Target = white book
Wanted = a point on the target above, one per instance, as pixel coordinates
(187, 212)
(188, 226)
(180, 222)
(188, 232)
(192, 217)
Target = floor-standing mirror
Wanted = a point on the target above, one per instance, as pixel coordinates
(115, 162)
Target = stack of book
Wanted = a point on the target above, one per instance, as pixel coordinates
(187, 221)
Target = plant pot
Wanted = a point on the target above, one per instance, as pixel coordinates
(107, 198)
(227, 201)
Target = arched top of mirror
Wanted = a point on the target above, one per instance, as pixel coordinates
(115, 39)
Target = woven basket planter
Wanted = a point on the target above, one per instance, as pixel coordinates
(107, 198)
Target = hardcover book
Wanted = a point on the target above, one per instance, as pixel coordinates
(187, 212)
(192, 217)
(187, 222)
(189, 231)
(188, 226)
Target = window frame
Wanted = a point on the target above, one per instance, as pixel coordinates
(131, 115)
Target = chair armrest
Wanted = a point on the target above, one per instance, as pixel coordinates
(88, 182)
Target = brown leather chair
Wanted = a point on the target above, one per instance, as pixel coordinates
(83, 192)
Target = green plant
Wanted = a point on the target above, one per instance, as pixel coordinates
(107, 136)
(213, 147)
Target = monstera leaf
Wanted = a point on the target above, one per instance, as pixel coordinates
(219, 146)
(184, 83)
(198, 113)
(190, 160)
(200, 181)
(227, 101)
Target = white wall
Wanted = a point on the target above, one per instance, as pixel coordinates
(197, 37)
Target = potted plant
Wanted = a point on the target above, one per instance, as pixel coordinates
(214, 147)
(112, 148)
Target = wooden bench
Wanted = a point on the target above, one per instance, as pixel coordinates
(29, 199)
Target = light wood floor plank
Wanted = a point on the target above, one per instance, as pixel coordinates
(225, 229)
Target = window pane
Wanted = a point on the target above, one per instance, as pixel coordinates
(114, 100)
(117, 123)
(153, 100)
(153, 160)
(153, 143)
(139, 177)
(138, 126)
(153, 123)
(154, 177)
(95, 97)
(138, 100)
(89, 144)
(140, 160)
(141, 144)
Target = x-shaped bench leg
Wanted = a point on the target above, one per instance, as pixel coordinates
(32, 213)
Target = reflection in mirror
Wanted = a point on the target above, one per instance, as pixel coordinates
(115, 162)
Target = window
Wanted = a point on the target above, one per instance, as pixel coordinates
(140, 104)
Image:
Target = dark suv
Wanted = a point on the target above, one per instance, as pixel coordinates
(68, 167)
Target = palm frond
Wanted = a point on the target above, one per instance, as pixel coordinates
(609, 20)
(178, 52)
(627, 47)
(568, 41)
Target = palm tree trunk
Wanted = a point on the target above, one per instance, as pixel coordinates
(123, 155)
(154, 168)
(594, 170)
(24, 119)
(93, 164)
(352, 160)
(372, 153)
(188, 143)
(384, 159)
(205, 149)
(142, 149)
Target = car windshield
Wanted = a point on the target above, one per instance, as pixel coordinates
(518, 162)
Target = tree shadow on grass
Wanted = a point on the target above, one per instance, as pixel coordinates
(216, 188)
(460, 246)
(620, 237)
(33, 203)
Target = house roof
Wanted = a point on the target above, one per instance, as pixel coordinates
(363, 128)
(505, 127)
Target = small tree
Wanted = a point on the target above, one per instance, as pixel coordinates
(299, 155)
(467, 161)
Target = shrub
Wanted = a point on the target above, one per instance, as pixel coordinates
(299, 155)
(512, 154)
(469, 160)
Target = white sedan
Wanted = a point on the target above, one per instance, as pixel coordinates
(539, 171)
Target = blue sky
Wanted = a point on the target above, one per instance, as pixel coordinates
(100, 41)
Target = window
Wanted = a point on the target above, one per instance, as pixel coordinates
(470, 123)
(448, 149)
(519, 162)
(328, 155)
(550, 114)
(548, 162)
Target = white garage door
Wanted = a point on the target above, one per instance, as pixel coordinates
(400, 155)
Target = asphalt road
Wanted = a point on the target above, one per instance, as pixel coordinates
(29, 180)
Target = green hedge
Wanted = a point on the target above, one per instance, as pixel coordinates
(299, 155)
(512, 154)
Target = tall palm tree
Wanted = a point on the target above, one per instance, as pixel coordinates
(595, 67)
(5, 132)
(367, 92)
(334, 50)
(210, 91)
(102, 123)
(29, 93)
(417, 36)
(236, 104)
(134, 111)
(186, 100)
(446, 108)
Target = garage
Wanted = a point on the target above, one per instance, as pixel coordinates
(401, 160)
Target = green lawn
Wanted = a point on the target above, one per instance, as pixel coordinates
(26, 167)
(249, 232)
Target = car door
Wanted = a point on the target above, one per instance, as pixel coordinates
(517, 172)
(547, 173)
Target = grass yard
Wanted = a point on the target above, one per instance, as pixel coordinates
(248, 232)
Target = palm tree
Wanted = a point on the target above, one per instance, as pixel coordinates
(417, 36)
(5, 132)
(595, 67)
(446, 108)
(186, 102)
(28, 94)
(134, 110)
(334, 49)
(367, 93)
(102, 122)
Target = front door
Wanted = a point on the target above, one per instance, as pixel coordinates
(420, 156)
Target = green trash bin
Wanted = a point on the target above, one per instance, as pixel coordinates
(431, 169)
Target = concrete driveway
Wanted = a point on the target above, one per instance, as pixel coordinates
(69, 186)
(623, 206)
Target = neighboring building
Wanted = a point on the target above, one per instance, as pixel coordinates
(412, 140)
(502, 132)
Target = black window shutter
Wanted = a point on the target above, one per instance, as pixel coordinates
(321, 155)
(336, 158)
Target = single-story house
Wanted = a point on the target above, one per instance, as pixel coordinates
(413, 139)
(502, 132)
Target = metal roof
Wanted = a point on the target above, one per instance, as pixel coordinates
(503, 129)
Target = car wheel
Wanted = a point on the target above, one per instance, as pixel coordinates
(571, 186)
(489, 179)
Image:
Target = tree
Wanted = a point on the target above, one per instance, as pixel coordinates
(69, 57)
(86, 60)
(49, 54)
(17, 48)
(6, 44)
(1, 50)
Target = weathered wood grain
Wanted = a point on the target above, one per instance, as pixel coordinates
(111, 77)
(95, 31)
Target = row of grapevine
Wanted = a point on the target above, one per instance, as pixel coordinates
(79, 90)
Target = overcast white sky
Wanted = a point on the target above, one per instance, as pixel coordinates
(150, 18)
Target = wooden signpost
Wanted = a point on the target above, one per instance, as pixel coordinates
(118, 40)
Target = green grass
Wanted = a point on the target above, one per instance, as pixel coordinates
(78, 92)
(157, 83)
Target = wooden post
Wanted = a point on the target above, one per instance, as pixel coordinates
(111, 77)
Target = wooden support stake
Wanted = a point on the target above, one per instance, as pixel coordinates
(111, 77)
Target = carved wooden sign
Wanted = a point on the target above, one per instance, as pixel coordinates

################

Directive: Write out the whole listing exactly.

Written response:
Target = white book
Wanted = a point on the target above, one per instance, as pixel coordinates
(187, 212)
(188, 226)
(180, 222)
(188, 232)
(192, 217)
Target = floor-standing mirror
Wanted = a point on the target above, one per instance, as pixel coordinates
(115, 162)
Target = stack of book
Wanted = a point on the target above, one per instance, as pixel coordinates
(187, 221)
Target = plant pot
Wanted = a point on the target above, one per instance, as pixel coordinates
(107, 198)
(227, 201)
Target = arched top of mirror
Wanted = a point on the target above, one per instance, as pixel coordinates
(115, 39)
Target = woven basket planter
Wanted = a point on the target above, one per instance, as pixel coordinates
(107, 198)
Target = hardcover book
Wanted = a point on the target above, one per instance, as pixel coordinates
(187, 212)
(192, 217)
(187, 222)
(189, 231)
(188, 226)
Target = window frame
Wanted = a point on the target above, one per instance, as pixel coordinates
(131, 115)
Target = chair armrest
Wanted = a point on the target above, one per instance, as pixel coordinates
(88, 182)
Target = brown leather chair
Wanted = a point on the target above, one per instance, as pixel coordinates
(83, 192)
Target = green plant
Wanted = a point on the target above, one per instance, as pixel coordinates
(107, 136)
(213, 147)
Target = monstera leaf
Wanted = a point on the target above, one per instance, as pixel coordinates
(219, 146)
(184, 83)
(198, 113)
(190, 160)
(200, 181)
(227, 101)
Target = white wall
Wanted = a point on the target above, one per instance, as pixel coordinates
(197, 37)
Target = potted plant
Wanted = a point on the target above, one per instance, as pixel coordinates
(214, 147)
(112, 148)
Target = wooden bench
Wanted = a point on the target above, one per instance, as pixel coordinates
(29, 199)
Target = light wood floor plank
Wanted = a point on the target above, one per instance, as pixel coordinates
(225, 229)
Target = window pane
Wanted = a point on the target above, one per instance, as pixel coordinates
(114, 100)
(117, 123)
(153, 100)
(153, 160)
(153, 143)
(139, 177)
(138, 126)
(153, 123)
(154, 177)
(95, 97)
(138, 100)
(89, 144)
(140, 160)
(141, 144)
Target = x-shaped bench leg
Wanted = a point on the target above, one per instance, as pixel coordinates
(32, 213)
Target = reflection in mirror
Wanted = a point on the target above, one per instance, as pixel coordinates
(115, 162)
Target = window
Wanted = a point on the target above, one per instance, as pixel coordinates
(140, 104)
Image:
Target = dark suv
Wanted = a point on the target above, one per instance, as pixel coordinates
(68, 167)
Target = palm frond
Wanted = a point on the target above, one per instance, as pixel coordinates
(609, 20)
(178, 52)
(627, 47)
(568, 41)
Target = palm tree trunk
Wanted = a point on the target above, one per instance, as pixel coordinates
(123, 155)
(154, 168)
(594, 170)
(24, 119)
(93, 164)
(352, 160)
(372, 153)
(188, 143)
(384, 159)
(205, 149)
(142, 149)
Target = car windshield
Wanted = a point on the target above, one per instance, as pixel coordinates
(518, 162)
Target = tree shadow on grass
Wanted = a point on the target above, one per instance, as pixel coordinates
(216, 188)
(460, 246)
(620, 237)
(33, 203)
Target = house roof
Wanted = a point on the target above, one per instance, as pixel coordinates
(363, 128)
(505, 127)
Target = small tree
Wanted = a point on the target above, one per instance, as pixel coordinates
(299, 155)
(467, 161)
Target = shrub
Wanted = a point on the target above, one per instance, as pixel coordinates
(299, 155)
(512, 154)
(469, 160)
Target = white sedan
Wanted = a point on the target above, one per instance, as pixel coordinates
(539, 171)
Target = blue sky
Wanted = a point on the target above, one per instance, as pixel coordinates
(100, 41)
Target = window
Wanted = a point on the target above, one per instance, as pixel coordinates
(470, 123)
(448, 149)
(519, 162)
(328, 155)
(550, 114)
(548, 162)
Target = white garage door
Wanted = a point on the target above, one per instance, as pixel coordinates
(400, 155)
Target = asphalt road
Wanted = a point on the target above, one per instance, as pixel coordinates
(29, 180)
Target = green hedge
Wanted = a point on the target above, one per instance, as pixel coordinates
(299, 155)
(512, 154)
Target = tall palm tree
Wanted = a point on the target above, one per instance, as pixel coordinates
(595, 67)
(5, 132)
(367, 92)
(334, 50)
(210, 91)
(102, 123)
(29, 93)
(417, 36)
(236, 104)
(134, 111)
(186, 100)
(446, 108)
Target = garage
Wanted = a point on the target above, one per instance, as pixel coordinates
(401, 160)
Target = green lawn
Wanted = a point on the target above, one per instance, as pixel coordinates
(26, 167)
(249, 232)
Target = car door
Wanted = a point on the target above, one per instance, as pixel coordinates
(517, 172)
(547, 173)
Target = grass yard
Wanted = a point on the target above, one per instance, as pixel coordinates
(248, 232)
Target = palm tree
Wanted = a point on the target above, one per instance, as pixel coordinates
(417, 36)
(5, 132)
(595, 67)
(446, 108)
(186, 102)
(28, 94)
(134, 110)
(334, 49)
(367, 93)
(102, 122)
Target = front door
Wanted = a point on the target above, one per instance, as pixel coordinates
(420, 156)
Target = green trash bin
Wanted = a point on the target above, one per instance, as pixel coordinates
(431, 169)
Target = concrete driveway
Wanted = a point on the target above, one per instance, as pixel coordinates
(69, 186)
(623, 206)
Target = neighboring building
Wanted = a point on the target above, one per instance, as pixel coordinates
(412, 140)
(502, 132)
Target = black window shutter
Wanted = a point on the target above, one per instance, as pixel coordinates
(321, 155)
(336, 158)
Target = single-story house
Wanted = a point on the target above, one per instance, as pixel coordinates
(413, 139)
(502, 132)
Target = metal roof
Wanted = a point on the target above, one per instance, as pixel coordinates
(503, 129)
Target = car wheel
Wanted = a point on the target above, one per instance, as pixel coordinates
(571, 186)
(489, 179)
Image:
Target = tree
Wanted = a point on the target above, one per instance, as pixel coordinates
(69, 57)
(86, 60)
(49, 54)
(17, 48)
(6, 44)
(1, 50)
Target = weathered wood grain
Wanted = a point on the target above, one per instance, as pixel coordinates
(111, 77)
(95, 31)
Target = row of grapevine
Wanted = a point on the target above, one per instance, as pixel coordinates
(79, 90)
Target = overcast white sky
Wanted = a point on the target above, one per instance, as pixel coordinates
(150, 18)
Target = wooden signpost
Wanted = a point on the target above, one per instance, as pixel coordinates
(118, 40)
Target = green grass
Wanted = a point on the target above, one per instance, as pixel coordinates
(78, 92)
(157, 83)
Target = wooden post
Wanted = a point on the target above, one per instance, as pixel coordinates
(111, 77)
Target = wooden support stake
Wanted = a point on the target above, one per instance, as pixel coordinates
(111, 77)
Target = carved wooden sign
Wanted = a point on the target above, one per instance, as pixel coordinates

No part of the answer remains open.